### EXERCISE OBJECTIVE
Reproduce the records below word for word, beginning with the line that contains "of the tarmac" and going on through the end of the records.
** begin EXTRACTED MATERIAL **
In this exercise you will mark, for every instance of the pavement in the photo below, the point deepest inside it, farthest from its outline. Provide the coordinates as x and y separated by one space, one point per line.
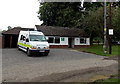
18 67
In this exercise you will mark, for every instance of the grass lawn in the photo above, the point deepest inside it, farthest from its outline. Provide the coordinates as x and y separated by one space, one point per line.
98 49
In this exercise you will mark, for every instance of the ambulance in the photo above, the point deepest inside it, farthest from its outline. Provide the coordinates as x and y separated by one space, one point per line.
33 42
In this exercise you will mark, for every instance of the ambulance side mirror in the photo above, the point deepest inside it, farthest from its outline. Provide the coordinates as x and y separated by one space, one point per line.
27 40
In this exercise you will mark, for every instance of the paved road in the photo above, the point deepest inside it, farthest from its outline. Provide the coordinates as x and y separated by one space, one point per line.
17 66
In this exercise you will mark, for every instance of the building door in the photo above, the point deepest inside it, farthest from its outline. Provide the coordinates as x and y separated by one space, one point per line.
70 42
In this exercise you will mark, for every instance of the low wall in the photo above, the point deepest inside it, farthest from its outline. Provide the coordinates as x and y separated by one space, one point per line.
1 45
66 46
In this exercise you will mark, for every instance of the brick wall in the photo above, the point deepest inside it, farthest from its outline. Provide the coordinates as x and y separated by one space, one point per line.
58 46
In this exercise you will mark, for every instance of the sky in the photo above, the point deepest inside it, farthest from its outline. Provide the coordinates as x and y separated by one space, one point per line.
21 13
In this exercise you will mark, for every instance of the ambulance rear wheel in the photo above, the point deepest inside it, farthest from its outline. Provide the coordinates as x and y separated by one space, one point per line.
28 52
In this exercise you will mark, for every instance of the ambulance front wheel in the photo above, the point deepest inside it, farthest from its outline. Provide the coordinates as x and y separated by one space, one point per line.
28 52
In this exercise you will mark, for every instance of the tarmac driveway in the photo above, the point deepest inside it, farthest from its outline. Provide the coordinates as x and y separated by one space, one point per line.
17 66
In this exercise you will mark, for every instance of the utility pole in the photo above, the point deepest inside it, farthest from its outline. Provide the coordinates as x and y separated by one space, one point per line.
** end EXTRACTED MATERIAL **
### CORRECT ANSWER
In this exercise you will mark, for every instance of the tarmac driveway in the photo above, the point deepest inside it, farthest from its outline. Provide the coordinates as x and y separated by one space, one point per line.
17 66
In this exercise you will mark, for every instance of the utility pole in the photo above, the point deepest inside it, farthest from its outline. Provide the coordinates as x and y separated by one space, one point per line.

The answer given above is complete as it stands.